- SET TASK -
Rescale everything from the line containing "Note: in this practice we tag every instance of the royal" down to the last line, and reproduce those lines in full with the requests included. Multiply each point coordinate in the answers by 2 and round it to a whole number, halves up, leaving the requests and their sample coordinates unchanged.

:: GIVEN DATA ::

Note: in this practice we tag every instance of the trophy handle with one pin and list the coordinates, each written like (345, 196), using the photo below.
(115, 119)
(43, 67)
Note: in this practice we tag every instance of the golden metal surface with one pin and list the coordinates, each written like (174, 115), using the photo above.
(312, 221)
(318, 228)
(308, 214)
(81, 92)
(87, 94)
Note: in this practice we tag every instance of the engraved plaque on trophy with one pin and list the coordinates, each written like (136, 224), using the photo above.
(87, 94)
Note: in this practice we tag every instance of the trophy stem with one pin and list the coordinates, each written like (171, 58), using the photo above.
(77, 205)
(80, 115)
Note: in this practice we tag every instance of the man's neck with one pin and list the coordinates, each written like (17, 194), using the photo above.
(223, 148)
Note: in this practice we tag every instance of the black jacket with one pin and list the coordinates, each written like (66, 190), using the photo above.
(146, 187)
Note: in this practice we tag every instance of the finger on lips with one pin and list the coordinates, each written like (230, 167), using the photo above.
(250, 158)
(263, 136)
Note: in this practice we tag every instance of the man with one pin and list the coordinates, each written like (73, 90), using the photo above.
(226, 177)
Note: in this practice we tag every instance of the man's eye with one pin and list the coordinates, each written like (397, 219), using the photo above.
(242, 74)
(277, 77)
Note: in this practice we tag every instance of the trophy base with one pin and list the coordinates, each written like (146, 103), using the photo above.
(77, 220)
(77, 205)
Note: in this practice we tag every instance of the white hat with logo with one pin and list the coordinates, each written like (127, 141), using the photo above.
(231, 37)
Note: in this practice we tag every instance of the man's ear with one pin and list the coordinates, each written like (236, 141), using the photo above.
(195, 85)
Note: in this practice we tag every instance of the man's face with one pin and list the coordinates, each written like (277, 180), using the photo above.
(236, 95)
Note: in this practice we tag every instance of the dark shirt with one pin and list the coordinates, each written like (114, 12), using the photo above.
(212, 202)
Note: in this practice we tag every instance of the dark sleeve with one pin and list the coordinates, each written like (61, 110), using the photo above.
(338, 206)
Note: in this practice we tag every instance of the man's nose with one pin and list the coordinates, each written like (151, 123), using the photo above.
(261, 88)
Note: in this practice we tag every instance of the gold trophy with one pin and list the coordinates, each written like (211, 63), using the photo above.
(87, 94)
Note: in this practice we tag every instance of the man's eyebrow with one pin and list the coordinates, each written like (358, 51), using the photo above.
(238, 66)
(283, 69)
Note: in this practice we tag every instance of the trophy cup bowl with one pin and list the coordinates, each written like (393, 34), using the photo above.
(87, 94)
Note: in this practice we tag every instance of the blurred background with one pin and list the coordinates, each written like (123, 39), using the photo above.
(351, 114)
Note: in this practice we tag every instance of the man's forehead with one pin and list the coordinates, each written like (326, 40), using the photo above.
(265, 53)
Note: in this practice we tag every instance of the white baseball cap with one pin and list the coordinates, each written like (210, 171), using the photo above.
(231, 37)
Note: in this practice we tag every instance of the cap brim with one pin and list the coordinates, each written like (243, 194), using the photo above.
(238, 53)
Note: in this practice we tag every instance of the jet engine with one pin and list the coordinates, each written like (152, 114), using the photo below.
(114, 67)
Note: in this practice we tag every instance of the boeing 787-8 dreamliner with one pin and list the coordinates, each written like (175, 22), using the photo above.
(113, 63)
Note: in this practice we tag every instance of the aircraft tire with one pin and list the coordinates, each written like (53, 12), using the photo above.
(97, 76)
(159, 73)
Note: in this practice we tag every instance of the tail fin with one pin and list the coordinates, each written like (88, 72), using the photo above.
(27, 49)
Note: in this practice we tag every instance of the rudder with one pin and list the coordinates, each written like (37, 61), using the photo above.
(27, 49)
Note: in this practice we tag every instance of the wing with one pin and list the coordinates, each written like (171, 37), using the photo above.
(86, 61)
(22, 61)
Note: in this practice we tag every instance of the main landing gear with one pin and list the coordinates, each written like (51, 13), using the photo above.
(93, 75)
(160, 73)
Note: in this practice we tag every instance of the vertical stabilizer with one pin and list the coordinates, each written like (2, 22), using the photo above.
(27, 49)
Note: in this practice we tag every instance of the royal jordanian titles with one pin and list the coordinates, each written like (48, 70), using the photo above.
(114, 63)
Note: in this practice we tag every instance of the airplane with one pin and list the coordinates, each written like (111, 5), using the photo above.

:::

- CORRECT OUTPUT -
Note: in this practice we tag every instance of the royal jordanian titles with one pin and list the coordinates, each written like (48, 70), using the photo above.
(228, 126)
Note: in this practice we tag every instance of the airplane with one pin and list the coordinates, each written like (111, 5), using the photo above.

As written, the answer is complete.